The old apartheid government built few medical services and no preventive medicine facilities in the townships that are home to most of the urban African population.

The sprawling Chris Hani Baragwanath Hospital--the biggest in the Southern Hemisphere with 3,000 beds--provides services to Soweto. But the 4 million people in the township have little else to fall back on except traditional healers, frequently without access to modern medicines.

In the countryside, hundreds of Cuban doctors have begun to assist in bringing medical services to the rural poor. Another 500 South Africans left this month to study medicine in Cuba.

However, many South African doctors have departed for London and Saudi Arabia for better-paying jobs, leaving a vacuum in South Africa. This was one of the issues in the recent one-day strike by a half-million government workers, many of whom live below poverty levels.

Private hospitals serving the well-to-do segments of the population charge prices that most just cannot afford.

In response to the crisis, the Parliament passed a law directing the minister of health to pursue "parallel imports" and "compulsory licensing" of medicines to service poor communities.

Parallel imports enable the country to import from third countries, such as Brazil or Canada, if it can get prices cheaper than the original manufacturer's.

Under compulsory licensing, the minister of health orders the domestic production of generic medicines with compensation for patent or intellectual property rights.

Its authors viewed the law as complying with World Trade Organization protections for corporate patent claims. However the drug corporations blocked it in court.

U.S. trade representatives threatened retaliation against South African trade--and even blocked some items from South Africa's Most Favored Nation status, resulting in much higher tariffs.

The issue of affordability is a world issue as the AIDS epidemic also sweeps into South Asia and Latin America.

"The struggle in South Africa is not over. We need a revitalization of the free South Africa struggle to rid ourselves of economic deprivation, to rid ourselves of diseases, and to make ourselves independent of colonial powers who continue to have economic domination over us," said Dr. Sam Gulabe.

Gulabe was known to a generation of anti-apartheid activists by the nom d'guerre David Ndaba when he was the ANC representative at the United Nations. Gulabe is currently a lieutenant colonel at One Military Hospital, charged with the medical care of the president and former president.

"We have to rely on importing medicines," he said. "On the one side there is the pharmaceutical industry, who feel they have to protect their intellectual property rights. On the other side, African countries have difficulties facing such a devastating disease and these drugs that are being produced by the pharmaceuticals are unaffordable.

"Even in the United States there are many people whose medical insurance has run out.

"When we came up with the legislation," he explained, "we began to feel that the U.S. government was challenging the law made by our government in our own Parliament that was giving the means and the power to import the generic drugs from overseas--without violating the WTO regulations--so they can be affordable to South African society.

"The U.S. government was telling the South African government that they cannot pass such a law," Gulabe continued. "It is a legitimate, democratic Parliament, elected by the people. They sit down, they make the legislation, then somebody comes from Washington and says, `No, the legislation is wrong.'

"Can you imagine what would happen if a South African government goes to Washington and tells the U.S. congressmen that the legislation they are making is wrong and we are going to punish you?" he asked.

"That really made people angry. South Africa is the last country to violate international law because we strongly believe in it. The international community supported our struggle to end apartheid.

Gulabe concluded, "We will always abide by international law, but we will not accept for the U.S. government to tell us what type of legislation we can make and what we cannot make."

▸ **RECORDED INFORMATION**
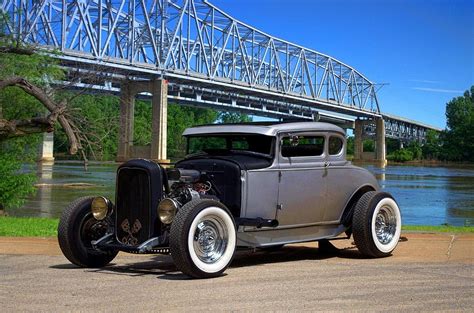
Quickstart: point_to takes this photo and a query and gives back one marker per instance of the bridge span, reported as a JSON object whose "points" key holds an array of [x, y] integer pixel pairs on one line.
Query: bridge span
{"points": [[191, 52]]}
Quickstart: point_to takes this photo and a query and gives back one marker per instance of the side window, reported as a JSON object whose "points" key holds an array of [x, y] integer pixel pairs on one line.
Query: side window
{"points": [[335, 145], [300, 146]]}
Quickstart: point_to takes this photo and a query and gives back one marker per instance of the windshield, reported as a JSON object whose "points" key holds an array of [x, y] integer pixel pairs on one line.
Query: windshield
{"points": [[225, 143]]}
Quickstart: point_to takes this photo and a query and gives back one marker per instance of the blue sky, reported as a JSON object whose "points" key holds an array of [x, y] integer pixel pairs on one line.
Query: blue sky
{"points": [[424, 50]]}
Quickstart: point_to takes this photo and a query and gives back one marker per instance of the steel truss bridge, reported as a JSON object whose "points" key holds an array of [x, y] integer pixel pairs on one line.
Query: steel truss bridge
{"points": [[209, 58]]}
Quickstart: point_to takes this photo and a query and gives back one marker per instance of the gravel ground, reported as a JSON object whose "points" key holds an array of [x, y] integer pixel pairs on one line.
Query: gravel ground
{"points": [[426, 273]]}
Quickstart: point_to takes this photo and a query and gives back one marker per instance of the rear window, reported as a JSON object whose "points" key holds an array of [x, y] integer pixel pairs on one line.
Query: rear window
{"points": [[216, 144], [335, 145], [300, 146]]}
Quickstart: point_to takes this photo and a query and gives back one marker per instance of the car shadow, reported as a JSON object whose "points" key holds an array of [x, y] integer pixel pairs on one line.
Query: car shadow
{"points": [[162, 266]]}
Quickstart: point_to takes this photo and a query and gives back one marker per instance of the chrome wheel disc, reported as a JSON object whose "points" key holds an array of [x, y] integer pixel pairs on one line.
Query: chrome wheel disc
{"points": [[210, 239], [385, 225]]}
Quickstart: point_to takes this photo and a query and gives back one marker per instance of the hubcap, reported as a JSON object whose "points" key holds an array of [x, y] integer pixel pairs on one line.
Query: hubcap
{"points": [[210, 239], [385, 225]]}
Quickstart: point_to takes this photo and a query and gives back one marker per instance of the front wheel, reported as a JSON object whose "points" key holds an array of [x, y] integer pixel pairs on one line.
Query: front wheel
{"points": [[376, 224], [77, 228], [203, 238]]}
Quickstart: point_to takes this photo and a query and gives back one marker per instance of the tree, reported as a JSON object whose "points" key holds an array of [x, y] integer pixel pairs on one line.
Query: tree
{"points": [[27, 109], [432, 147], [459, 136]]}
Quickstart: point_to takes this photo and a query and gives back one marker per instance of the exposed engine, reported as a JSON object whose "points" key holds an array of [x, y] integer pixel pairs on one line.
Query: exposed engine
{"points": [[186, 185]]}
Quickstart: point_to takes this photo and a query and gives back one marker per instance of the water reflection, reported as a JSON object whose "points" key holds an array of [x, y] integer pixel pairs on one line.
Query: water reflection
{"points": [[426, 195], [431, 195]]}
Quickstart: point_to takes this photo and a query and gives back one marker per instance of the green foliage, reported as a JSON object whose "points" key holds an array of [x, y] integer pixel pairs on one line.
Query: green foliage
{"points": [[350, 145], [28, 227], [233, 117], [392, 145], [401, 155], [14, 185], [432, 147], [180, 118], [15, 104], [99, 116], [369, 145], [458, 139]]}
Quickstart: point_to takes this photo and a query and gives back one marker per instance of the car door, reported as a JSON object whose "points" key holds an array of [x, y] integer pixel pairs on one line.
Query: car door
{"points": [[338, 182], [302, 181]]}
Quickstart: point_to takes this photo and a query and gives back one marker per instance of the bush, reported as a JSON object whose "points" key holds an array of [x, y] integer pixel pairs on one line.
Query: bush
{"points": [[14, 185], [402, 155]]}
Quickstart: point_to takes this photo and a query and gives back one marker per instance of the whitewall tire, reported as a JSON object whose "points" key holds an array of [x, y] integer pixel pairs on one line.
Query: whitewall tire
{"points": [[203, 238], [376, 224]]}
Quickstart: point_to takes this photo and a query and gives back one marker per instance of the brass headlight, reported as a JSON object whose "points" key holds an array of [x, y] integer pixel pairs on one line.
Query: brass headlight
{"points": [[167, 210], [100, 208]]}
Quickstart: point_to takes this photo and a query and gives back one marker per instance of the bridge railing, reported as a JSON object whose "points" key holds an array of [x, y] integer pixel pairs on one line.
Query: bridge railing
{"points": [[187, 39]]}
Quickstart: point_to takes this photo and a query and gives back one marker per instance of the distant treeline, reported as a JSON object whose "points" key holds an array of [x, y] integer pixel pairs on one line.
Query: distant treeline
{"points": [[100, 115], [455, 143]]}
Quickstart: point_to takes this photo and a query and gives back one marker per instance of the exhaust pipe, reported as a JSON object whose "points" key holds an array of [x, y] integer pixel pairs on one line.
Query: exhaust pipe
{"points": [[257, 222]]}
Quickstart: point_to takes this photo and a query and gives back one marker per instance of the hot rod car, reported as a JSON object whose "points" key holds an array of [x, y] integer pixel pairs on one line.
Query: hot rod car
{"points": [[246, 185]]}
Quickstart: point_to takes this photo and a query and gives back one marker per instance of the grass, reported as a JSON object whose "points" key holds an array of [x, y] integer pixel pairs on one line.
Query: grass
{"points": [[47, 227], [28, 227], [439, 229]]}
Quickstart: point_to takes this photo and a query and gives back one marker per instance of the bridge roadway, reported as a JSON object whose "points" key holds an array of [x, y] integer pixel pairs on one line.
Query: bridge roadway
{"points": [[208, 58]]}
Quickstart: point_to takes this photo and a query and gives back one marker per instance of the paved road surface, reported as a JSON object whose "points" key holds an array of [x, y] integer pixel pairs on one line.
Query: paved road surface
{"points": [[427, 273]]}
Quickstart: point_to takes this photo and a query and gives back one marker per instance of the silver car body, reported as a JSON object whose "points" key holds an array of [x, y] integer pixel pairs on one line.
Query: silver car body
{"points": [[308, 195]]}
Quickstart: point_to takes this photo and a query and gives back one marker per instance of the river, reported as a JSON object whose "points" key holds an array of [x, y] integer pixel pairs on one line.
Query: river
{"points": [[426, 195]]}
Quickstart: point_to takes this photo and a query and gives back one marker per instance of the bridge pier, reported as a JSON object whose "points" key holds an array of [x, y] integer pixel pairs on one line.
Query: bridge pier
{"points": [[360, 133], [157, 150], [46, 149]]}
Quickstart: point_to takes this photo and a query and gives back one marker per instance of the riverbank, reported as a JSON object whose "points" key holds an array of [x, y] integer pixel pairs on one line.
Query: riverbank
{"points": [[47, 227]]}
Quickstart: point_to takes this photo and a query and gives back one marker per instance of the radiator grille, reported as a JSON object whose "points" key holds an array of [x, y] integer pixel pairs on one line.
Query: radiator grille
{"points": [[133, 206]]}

▸ **TASK A**
According to the passage on South African health care, how many beds does Chris Hani Baragwanath Hospital have?
▸ **TASK B**
For each statement, say whether it agrees with the passage on South African health care, and quote the words that decide it.
(i) Another 500 South Africans left this month to study medicine in Cuba.
(ii) The drug corporations supported the law in court.
(iii) Gulabe was once the ANC representative at the United Nations.
▸ **TASK C**
Update the stretch of the passage on South African health care from "Its authors viewed" through "much higher tariffs.", changing "drug corporations" to "pharmaceutical companies".
The entries have no connection to the passage on South African health care.

▸ **YOUR RESPONSE A**
It has 3,000 beds.

▸ **YOUR RESPONSE B**
(i) Yes: "Another 500 South Africans left this month to study medicine in Cuba."
(ii) No: "However the drug corporations blocked it in court."
(iii) Yes: "when he was the ANC representative at the United Nations"

▸ **YOUR RESPONSE C**
Its authors viewed the law as complying with World Trade Organization protections for corporate patent claims. However the pharmaceutical companies blocked it in court.

U.S. trade representatives threatened retaliation against South African trade--and even blocked some items from South Africa's Most Favored Nation status, resulting in much higher tariffs.